(Beginning of Supplied records)
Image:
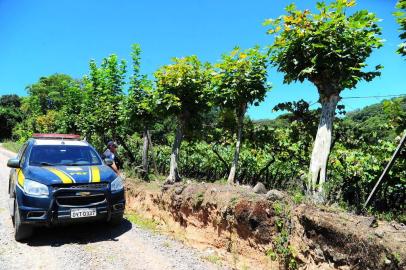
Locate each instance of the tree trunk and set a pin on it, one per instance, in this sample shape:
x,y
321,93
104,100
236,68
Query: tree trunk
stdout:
x,y
126,148
173,169
152,153
145,153
322,144
233,170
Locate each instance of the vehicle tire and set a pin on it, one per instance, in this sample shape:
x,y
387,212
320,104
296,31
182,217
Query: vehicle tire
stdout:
x,y
116,220
21,231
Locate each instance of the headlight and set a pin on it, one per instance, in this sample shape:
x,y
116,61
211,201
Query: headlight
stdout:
x,y
117,184
33,188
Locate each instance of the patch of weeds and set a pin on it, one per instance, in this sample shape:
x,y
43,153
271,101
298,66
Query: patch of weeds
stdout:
x,y
396,258
215,259
298,197
222,181
244,267
233,201
142,222
278,208
270,253
198,200
281,247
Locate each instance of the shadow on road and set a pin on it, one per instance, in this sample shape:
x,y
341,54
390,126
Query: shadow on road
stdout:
x,y
78,234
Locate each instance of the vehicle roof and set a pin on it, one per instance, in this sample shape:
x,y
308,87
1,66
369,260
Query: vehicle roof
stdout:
x,y
59,142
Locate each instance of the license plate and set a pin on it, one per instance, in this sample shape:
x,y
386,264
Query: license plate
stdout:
x,y
83,212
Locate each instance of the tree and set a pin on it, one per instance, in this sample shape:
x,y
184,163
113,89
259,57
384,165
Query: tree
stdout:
x,y
401,19
183,90
240,81
328,48
103,106
49,106
141,105
48,93
10,114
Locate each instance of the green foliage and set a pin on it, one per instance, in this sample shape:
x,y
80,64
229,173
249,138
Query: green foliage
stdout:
x,y
329,48
401,19
141,104
52,105
103,98
12,146
10,114
240,79
183,88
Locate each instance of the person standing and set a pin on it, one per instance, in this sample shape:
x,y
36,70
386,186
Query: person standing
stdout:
x,y
111,153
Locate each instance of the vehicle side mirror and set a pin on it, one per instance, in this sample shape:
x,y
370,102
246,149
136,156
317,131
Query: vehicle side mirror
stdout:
x,y
108,161
13,163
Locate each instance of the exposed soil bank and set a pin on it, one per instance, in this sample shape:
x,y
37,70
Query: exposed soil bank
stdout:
x,y
251,231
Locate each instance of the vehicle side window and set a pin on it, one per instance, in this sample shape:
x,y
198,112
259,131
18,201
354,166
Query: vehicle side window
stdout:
x,y
21,155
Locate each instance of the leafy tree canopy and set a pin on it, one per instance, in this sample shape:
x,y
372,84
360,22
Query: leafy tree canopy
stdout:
x,y
183,87
401,18
241,78
328,48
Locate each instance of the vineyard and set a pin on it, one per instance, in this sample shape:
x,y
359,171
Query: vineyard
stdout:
x,y
190,120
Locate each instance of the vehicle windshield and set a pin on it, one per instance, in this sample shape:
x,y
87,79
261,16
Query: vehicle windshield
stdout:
x,y
68,155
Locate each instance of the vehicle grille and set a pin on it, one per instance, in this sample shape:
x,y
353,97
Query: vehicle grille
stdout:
x,y
78,200
80,195
89,186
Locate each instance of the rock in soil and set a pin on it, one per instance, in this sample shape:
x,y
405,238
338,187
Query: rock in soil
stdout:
x,y
260,188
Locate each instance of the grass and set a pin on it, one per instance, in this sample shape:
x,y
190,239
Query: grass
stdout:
x,y
12,146
215,259
142,222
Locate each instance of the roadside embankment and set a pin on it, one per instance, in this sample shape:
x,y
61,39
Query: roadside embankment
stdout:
x,y
245,230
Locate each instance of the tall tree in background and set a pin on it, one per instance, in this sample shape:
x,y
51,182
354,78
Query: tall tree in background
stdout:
x,y
43,108
103,105
401,19
183,90
141,105
10,114
329,48
240,81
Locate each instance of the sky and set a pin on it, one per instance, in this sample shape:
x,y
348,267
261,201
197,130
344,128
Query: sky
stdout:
x,y
42,37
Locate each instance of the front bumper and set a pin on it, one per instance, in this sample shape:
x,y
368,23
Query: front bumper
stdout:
x,y
57,208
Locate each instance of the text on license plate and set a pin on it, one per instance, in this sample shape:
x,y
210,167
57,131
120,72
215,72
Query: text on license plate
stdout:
x,y
82,212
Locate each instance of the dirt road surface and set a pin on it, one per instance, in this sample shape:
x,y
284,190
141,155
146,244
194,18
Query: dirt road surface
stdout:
x,y
89,246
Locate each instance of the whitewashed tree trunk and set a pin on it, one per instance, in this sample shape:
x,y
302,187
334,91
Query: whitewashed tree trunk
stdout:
x,y
173,169
234,165
145,148
152,152
322,144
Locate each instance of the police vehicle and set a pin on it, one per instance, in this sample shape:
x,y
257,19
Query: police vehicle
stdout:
x,y
58,178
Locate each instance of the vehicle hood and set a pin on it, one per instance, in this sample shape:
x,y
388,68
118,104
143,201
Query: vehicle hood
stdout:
x,y
69,174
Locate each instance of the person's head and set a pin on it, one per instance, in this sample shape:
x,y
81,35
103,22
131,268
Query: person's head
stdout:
x,y
112,146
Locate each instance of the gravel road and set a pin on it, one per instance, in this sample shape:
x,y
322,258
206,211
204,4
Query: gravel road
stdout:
x,y
89,246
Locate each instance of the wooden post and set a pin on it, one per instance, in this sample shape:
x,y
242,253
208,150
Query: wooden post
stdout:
x,y
392,160
152,153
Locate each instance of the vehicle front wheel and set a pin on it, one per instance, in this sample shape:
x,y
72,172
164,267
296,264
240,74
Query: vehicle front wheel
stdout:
x,y
116,220
21,231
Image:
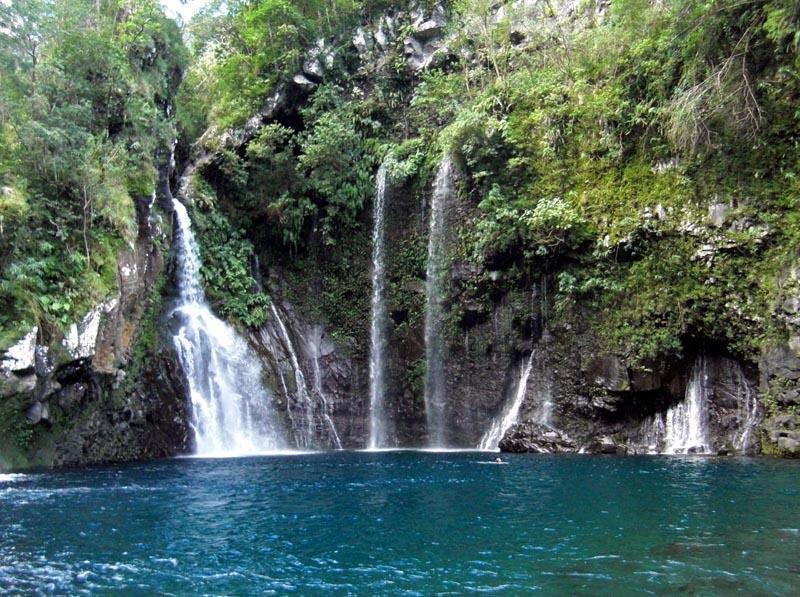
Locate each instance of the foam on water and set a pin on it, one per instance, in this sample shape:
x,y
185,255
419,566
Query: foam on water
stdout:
x,y
405,523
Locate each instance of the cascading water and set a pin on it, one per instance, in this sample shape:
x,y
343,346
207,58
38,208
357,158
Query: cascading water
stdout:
x,y
747,413
687,421
378,428
443,190
303,409
510,414
232,413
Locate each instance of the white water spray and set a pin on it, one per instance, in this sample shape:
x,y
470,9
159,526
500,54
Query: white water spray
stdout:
x,y
687,421
232,413
443,190
378,431
303,411
510,414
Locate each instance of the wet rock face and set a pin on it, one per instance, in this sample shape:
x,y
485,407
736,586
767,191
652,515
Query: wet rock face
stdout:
x,y
74,397
328,400
150,422
536,438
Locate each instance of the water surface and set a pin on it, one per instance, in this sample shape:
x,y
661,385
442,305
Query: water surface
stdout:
x,y
405,523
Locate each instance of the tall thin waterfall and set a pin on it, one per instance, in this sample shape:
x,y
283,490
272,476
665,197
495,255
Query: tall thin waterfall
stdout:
x,y
378,431
747,413
232,413
303,410
510,413
443,190
687,421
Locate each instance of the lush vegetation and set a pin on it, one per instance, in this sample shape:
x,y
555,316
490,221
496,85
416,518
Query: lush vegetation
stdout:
x,y
85,94
594,146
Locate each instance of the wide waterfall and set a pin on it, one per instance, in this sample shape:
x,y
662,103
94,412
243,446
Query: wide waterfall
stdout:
x,y
231,412
510,413
378,424
443,190
687,421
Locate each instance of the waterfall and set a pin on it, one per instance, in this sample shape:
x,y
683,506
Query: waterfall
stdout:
x,y
652,432
509,416
443,189
686,423
378,432
747,412
232,413
303,408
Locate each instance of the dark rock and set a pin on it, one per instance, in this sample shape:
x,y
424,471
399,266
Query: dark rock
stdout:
x,y
12,384
536,438
608,372
645,380
605,445
38,412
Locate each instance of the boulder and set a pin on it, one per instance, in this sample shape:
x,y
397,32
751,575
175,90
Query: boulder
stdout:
x,y
608,372
536,438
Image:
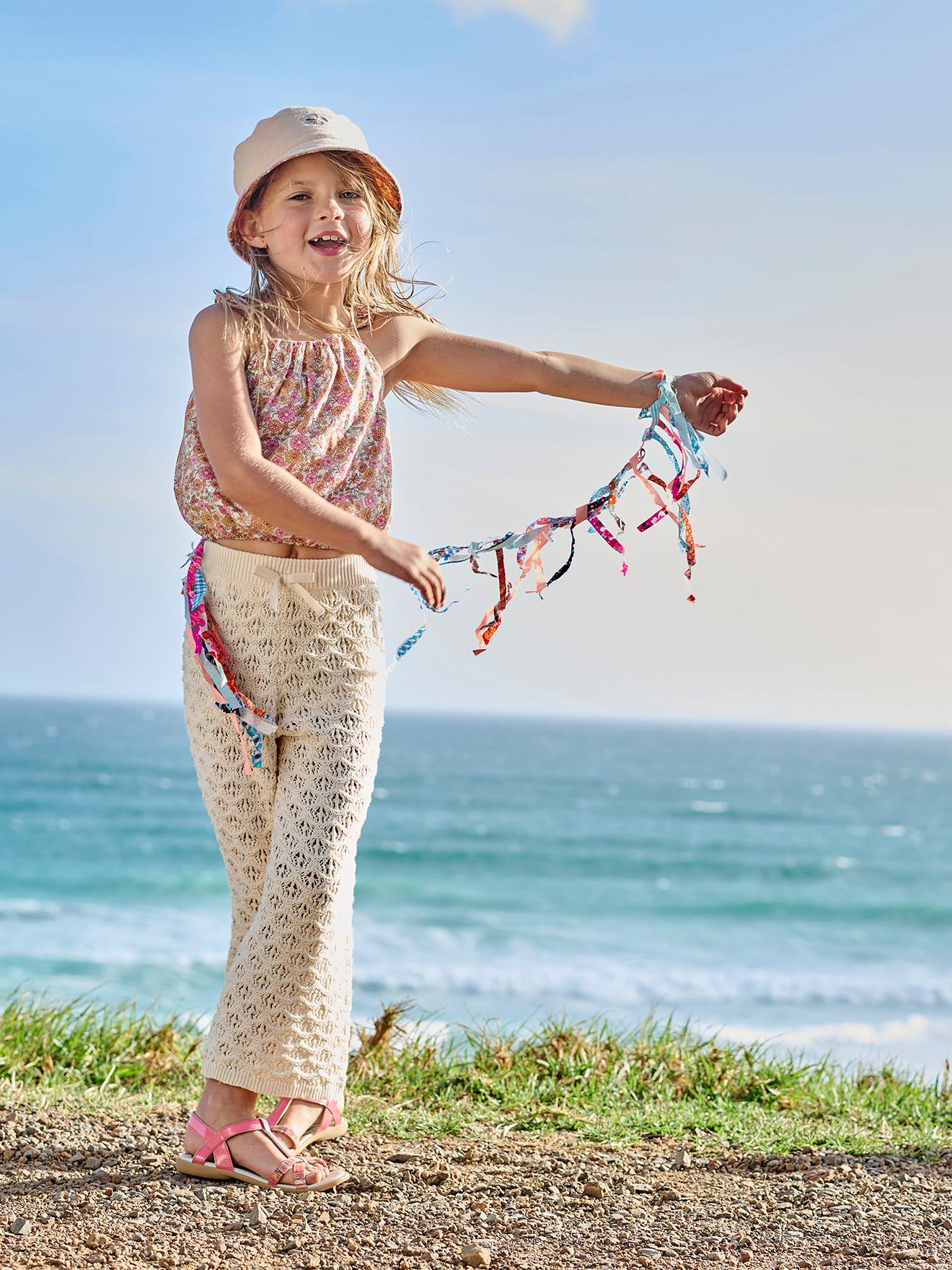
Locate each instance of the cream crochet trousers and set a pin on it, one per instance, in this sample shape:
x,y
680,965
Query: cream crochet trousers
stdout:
x,y
288,832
(End of Supplied records)
An exact copy of the lines above, from the first through the line that holds "Locate each instance of the vehicle tire", is what is needed; leave the pictures out.

Image:
Locate each instance of the tree trunk and set a pin on it, one per instance, in this sample shape:
x,y
321,93
104,100
236,68
Query: tree trunk
stdout:
x,y
126,148
173,169
152,153
145,153
322,144
233,170
Locate each instance of the vehicle tire and set a pin on it, one per instance, in this sample shape:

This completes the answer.